▸ Provided passage:

The Naden Band of the Royal Canadian Navy is one of six regular force military bands of the Canadian Forces.  The Royal Canadian Navy band is based at CFB Esquimalt in Esquimalt, British Columbia that serves as the official musical unit of the Canadian Forces Maritime Forces Pacific Command (MARPAC).

History

It was established in August 1940 eight months following the establishment of the Stadacona Band of Maritime Forces Atlantic. Known originally as the HMCS Naden Band, it was formed from auditioned in Victoria and Vancouver. It was dissolved in 1994 as a result of a federal reorganization of Canadian military bands. For three years, a small group of Regular Force musicians augmented by volunteers formed the HMCS Malahat Band, and filled the void by providing musical support for MARPAC. After public outcry occurred, the Minister of National Defence ordered the recreation of the band in 1997. On Victoria Day in 2013, the band unveiled 5 percussionist at the front of the band that would form the permanent corps of drums. The longest serving member of the band is Petty Officer Second Class Michael Savich, who served for 41 years from 1976 to 2017.

▸ Collection entries:
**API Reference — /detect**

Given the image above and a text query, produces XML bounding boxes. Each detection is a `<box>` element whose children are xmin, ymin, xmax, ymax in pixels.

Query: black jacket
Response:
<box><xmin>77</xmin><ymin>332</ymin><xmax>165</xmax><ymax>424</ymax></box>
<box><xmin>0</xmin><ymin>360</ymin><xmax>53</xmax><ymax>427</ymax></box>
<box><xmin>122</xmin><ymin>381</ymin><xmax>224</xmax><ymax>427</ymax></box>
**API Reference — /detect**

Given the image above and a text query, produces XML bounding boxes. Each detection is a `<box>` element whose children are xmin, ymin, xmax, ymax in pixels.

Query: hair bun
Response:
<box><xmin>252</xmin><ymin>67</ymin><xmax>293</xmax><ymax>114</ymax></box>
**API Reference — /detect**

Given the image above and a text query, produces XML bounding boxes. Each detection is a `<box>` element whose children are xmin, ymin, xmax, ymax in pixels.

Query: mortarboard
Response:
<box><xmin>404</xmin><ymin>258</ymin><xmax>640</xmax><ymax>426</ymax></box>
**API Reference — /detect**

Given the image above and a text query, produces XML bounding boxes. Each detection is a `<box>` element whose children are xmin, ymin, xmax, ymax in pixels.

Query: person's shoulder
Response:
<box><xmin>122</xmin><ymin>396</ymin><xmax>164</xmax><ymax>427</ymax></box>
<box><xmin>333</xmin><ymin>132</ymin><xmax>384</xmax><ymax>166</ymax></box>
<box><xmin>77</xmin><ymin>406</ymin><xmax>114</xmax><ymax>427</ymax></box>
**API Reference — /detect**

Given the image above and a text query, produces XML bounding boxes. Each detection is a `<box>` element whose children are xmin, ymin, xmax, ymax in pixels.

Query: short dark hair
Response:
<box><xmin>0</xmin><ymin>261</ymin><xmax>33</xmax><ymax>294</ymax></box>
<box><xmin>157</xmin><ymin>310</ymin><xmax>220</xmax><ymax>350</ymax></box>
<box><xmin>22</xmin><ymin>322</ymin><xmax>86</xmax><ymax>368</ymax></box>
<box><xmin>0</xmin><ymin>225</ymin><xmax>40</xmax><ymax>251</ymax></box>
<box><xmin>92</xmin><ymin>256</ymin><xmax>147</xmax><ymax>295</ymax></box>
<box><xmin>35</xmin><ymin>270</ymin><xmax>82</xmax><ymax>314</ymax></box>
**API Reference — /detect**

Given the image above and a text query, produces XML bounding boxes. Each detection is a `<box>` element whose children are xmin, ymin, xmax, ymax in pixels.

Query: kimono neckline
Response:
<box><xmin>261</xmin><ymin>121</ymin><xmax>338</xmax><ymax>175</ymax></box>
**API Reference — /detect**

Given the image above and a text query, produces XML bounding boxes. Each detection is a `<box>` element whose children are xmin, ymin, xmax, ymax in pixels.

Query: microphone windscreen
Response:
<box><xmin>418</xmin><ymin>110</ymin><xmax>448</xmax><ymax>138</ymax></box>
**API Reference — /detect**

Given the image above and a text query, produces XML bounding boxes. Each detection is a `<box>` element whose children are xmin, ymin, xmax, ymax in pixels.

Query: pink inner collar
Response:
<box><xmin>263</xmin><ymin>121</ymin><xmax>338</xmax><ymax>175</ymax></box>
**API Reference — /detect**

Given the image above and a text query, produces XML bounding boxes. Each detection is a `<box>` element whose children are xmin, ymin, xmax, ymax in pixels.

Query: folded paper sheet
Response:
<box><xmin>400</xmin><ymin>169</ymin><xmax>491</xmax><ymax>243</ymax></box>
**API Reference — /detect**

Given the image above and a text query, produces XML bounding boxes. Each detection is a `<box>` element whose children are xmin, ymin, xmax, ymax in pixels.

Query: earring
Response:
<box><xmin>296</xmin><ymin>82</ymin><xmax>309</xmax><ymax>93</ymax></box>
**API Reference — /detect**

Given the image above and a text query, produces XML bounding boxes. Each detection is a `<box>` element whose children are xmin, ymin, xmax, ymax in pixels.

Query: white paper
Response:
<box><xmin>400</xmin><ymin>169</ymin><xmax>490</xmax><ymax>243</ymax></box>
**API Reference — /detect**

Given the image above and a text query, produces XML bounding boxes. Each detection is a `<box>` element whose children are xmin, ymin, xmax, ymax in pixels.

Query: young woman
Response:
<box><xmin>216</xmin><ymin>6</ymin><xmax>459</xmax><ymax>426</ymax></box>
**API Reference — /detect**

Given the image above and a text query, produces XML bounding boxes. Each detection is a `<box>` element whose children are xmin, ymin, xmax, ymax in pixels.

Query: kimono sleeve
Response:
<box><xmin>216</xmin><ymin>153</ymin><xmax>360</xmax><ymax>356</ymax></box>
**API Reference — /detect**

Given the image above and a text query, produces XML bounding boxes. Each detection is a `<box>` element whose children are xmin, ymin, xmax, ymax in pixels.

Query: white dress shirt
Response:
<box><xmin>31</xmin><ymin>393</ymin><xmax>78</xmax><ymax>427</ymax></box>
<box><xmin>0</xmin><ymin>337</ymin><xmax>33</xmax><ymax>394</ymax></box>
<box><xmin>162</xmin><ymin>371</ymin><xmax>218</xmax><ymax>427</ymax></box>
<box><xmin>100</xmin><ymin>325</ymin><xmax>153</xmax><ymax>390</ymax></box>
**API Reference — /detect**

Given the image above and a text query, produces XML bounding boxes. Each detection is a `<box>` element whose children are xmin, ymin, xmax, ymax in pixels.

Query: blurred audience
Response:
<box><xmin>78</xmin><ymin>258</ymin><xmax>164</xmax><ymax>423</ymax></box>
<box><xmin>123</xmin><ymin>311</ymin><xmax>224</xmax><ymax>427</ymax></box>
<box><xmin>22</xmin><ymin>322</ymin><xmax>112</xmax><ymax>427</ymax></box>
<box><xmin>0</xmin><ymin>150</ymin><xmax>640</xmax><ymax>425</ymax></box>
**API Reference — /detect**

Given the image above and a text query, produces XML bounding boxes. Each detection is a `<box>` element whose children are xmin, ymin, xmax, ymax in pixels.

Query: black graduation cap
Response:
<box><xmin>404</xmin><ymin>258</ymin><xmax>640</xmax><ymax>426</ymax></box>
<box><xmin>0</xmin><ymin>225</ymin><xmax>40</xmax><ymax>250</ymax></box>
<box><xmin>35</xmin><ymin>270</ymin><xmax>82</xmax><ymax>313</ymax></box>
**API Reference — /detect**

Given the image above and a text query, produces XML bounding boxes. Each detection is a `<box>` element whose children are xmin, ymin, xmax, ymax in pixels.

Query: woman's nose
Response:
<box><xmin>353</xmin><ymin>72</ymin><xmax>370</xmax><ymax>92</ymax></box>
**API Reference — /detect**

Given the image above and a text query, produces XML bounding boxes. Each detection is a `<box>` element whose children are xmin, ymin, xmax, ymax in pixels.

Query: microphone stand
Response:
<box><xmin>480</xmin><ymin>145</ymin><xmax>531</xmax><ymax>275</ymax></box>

▸ Task to complete: Pick up the account of the Naden Band where it stops and carry it forward.

▸ Solved exercise:
Notable performances
In the decades following World War II, Naden Band continued to represent the Canadian Forces throughout British Columbia and Canada, receiving fame for its performances at events such as the Pacific National Exhibition, Klondike Days, the Grey Cup and the Calgary Stampede and the opening of the Legislative Assembly of British Columbia.

Timeline
1958 – British Columbia Centennial
1972 – It accompanied the 2nd Canadian Destroyer Squadron in a tour of Australia, Fiji, and New Zealand.
Salvation Army Christmas Concerts (annually since 1979)
Expo 70 in Osaka, Japan 
Visit to Vladivostok, Russian SFSR in 1991
September 2010 – Canadian Naval Centennial Tattoo
2012 – International Military Band Concert at Joint Base Lewis–McChord
7 July 2013 – Pacific Tattoo
19 August 2017 – 75th anniversary parade of the Dieppe Raid in Dieppe, France
November–December 2018 – Represent the RCN at the bicentennial celebrations of the Chilean Navy.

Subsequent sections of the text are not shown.